BEGIN

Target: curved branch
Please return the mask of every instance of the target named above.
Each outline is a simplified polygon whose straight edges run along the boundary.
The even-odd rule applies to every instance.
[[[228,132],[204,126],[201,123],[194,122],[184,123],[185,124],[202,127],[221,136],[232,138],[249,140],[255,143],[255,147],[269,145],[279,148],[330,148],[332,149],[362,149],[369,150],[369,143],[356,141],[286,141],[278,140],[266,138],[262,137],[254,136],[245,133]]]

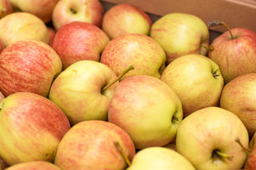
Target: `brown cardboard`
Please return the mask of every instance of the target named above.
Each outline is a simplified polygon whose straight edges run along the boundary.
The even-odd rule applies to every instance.
[[[133,5],[159,16],[173,12],[191,13],[201,18],[207,25],[210,21],[219,21],[225,22],[230,28],[242,27],[256,32],[256,0],[101,1],[113,4]],[[226,30],[222,26],[213,27],[210,30],[220,33]]]

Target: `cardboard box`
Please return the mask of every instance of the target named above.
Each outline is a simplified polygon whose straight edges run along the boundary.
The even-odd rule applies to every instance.
[[[243,27],[256,32],[255,0],[101,0],[105,10],[117,4],[127,4],[148,13],[153,21],[173,12],[193,14],[207,25],[210,21],[225,22],[230,28]],[[209,28],[211,40],[226,29]]]

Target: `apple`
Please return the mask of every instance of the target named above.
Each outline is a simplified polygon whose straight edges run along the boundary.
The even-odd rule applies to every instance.
[[[245,28],[227,28],[213,41],[208,54],[220,67],[225,84],[238,76],[256,72],[256,33]]]
[[[198,16],[183,13],[171,13],[161,16],[152,25],[150,37],[159,42],[166,53],[166,64],[183,55],[206,55],[209,30]]]
[[[53,39],[54,39],[55,35],[56,33],[56,31],[55,31],[55,30],[54,30],[54,28],[53,28],[50,26],[47,27],[47,30],[48,30],[48,32],[49,33],[49,36],[50,36],[49,45],[50,47],[52,47]]]
[[[55,30],[73,21],[101,27],[104,8],[98,0],[60,0],[53,8],[52,22]]]
[[[0,39],[5,47],[25,39],[48,44],[50,37],[46,24],[37,16],[26,12],[15,12],[0,20]]]
[[[52,47],[65,69],[80,60],[100,62],[100,55],[109,42],[107,34],[95,25],[74,21],[57,31]]]
[[[151,76],[132,76],[122,81],[108,108],[108,121],[123,128],[139,149],[169,143],[182,118],[177,95]]]
[[[120,81],[134,75],[149,75],[159,78],[165,68],[166,57],[163,48],[152,38],[143,34],[119,36],[106,45],[100,62],[109,67],[117,76],[129,65],[134,70]]]
[[[79,61],[56,78],[48,98],[63,110],[72,125],[84,120],[107,120],[118,81],[112,83],[117,79],[114,72],[100,62]]]
[[[2,50],[4,50],[4,47],[4,47],[4,42],[0,38],[0,54],[2,52]]]
[[[56,165],[44,161],[33,161],[13,165],[6,170],[61,170]]]
[[[5,96],[28,91],[46,97],[61,64],[47,44],[36,40],[16,42],[0,54],[0,91]]]
[[[149,35],[152,21],[142,9],[129,4],[117,4],[103,16],[102,30],[110,39],[128,33]]]
[[[180,123],[177,152],[196,169],[240,169],[247,153],[236,142],[249,144],[248,132],[239,118],[211,106],[193,112]]]
[[[123,129],[103,120],[78,123],[61,140],[55,164],[63,170],[124,169],[127,164],[115,143],[132,161],[135,147]]]
[[[15,8],[32,13],[44,23],[51,21],[53,8],[59,0],[9,0]]]
[[[220,106],[241,119],[252,137],[256,132],[256,73],[238,76],[223,88]]]
[[[246,163],[245,164],[245,169],[247,170],[254,170],[256,166],[256,132],[253,135],[251,140],[249,143],[249,148],[245,148],[245,150],[249,151],[249,155]],[[244,147],[244,146],[242,146]]]
[[[0,0],[0,19],[13,12],[10,0]]]
[[[224,86],[218,66],[201,55],[187,55],[174,60],[160,79],[178,95],[183,117],[203,108],[218,106]]]
[[[70,125],[49,99],[17,92],[0,103],[0,157],[9,165],[53,162],[57,147]]]
[[[196,170],[183,156],[170,149],[151,147],[139,151],[127,170]]]
[[[1,158],[0,157],[0,170],[4,170],[9,166],[9,164]]]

END

- Short problem:
Each entry above is to be written out again unchanged, apart from the pictures, which are left out.

- Task output:
Target: curved branch
Please return the mask of every instance of the target named above.
Each outline is a simplified polygon whose straight edges run along the boundary.
The even-odd rule applies to every instance.
[[[228,132],[204,126],[201,123],[194,122],[184,123],[185,124],[202,127],[221,136],[232,138],[249,140],[255,143],[255,147],[269,145],[279,148],[330,148],[332,149],[362,149],[369,150],[369,143],[356,141],[286,141],[278,140],[266,138],[262,137],[254,136],[245,133]]]

Target: `brown cardboard`
Please return the mask of every instance of the target named above.
Each outline is a simplified polygon whose straight edges run along the boundary.
The even-odd rule applies to every instance.
[[[133,5],[159,16],[173,12],[191,13],[201,18],[207,25],[210,21],[219,21],[225,22],[230,28],[242,27],[256,32],[256,0],[101,1],[113,4]],[[226,30],[222,26],[213,27],[210,30],[220,33]]]

Target: `cardboard box`
Please return the mask of every instance of the target named above.
Each outline is a simplified polygon whose straight edges run along the boundary.
The even-odd rule applies to every instance.
[[[243,27],[256,32],[255,0],[101,0],[105,10],[117,4],[127,4],[148,13],[153,21],[173,12],[193,14],[207,25],[210,21],[225,22],[230,28]],[[209,28],[211,40],[226,29]]]

Target: `apple`
Please return the mask of every instance of the target named above.
Each outline is a simplified polygon whose straight edges run along the boundary.
The even-odd rule applies to every instance.
[[[245,28],[227,28],[213,41],[208,54],[220,67],[225,84],[238,76],[256,72],[256,33]]]
[[[198,16],[183,13],[171,13],[161,16],[152,25],[150,37],[159,42],[166,53],[166,64],[183,55],[206,55],[209,30]]]
[[[53,39],[54,39],[55,35],[56,33],[56,31],[55,31],[55,30],[54,30],[54,28],[53,28],[50,26],[47,27],[47,30],[48,30],[48,32],[49,33],[49,36],[50,36],[49,45],[50,47],[52,47]]]
[[[55,30],[73,21],[101,27],[104,8],[98,0],[60,0],[53,8],[52,22]]]
[[[0,39],[5,47],[25,39],[48,44],[50,37],[46,24],[37,16],[26,12],[15,12],[0,20]]]
[[[52,47],[65,69],[80,60],[100,62],[100,55],[109,42],[107,34],[95,25],[74,21],[57,31]]]
[[[151,76],[132,76],[122,81],[108,108],[108,121],[123,128],[139,149],[169,143],[182,118],[177,95]]]
[[[120,81],[134,75],[149,75],[159,78],[165,68],[166,57],[163,48],[152,38],[143,34],[119,36],[106,45],[100,62],[109,67],[117,76],[129,65],[134,70]]]
[[[79,61],[56,78],[48,98],[63,110],[72,125],[84,120],[107,120],[118,81],[112,83],[117,79],[114,72],[100,62]]]
[[[2,50],[4,50],[4,47],[4,47],[4,42],[0,38],[0,54],[2,52]]]
[[[56,165],[44,161],[33,161],[13,165],[6,170],[61,170]]]
[[[5,96],[28,91],[46,97],[61,64],[47,44],[36,40],[16,42],[0,54],[0,91]]]
[[[149,35],[152,21],[142,9],[129,4],[117,4],[103,16],[102,30],[110,39],[128,33]]]
[[[180,123],[177,152],[196,169],[240,169],[247,153],[236,142],[249,144],[248,132],[239,118],[211,106],[193,112]]]
[[[123,129],[103,120],[78,123],[61,140],[55,164],[63,170],[124,169],[127,164],[115,143],[132,161],[135,147]]]
[[[15,8],[32,13],[44,23],[51,21],[53,8],[59,0],[9,0]]]
[[[220,106],[241,119],[252,137],[256,132],[256,73],[238,76],[223,88]]]
[[[246,163],[245,164],[245,169],[247,170],[254,170],[256,166],[256,132],[253,135],[251,140],[249,143],[249,148],[245,148],[245,150],[249,151],[249,155]],[[244,147],[244,146],[242,146]]]
[[[0,0],[0,19],[13,12],[10,0]]]
[[[224,86],[218,66],[201,55],[187,55],[174,60],[160,79],[178,95],[183,117],[203,108],[218,106]]]
[[[70,125],[49,99],[17,92],[0,103],[0,157],[9,165],[53,162],[57,147]]]
[[[196,170],[183,156],[170,149],[151,147],[139,151],[127,170]]]
[[[1,158],[0,157],[0,170],[4,170],[9,166],[9,164]]]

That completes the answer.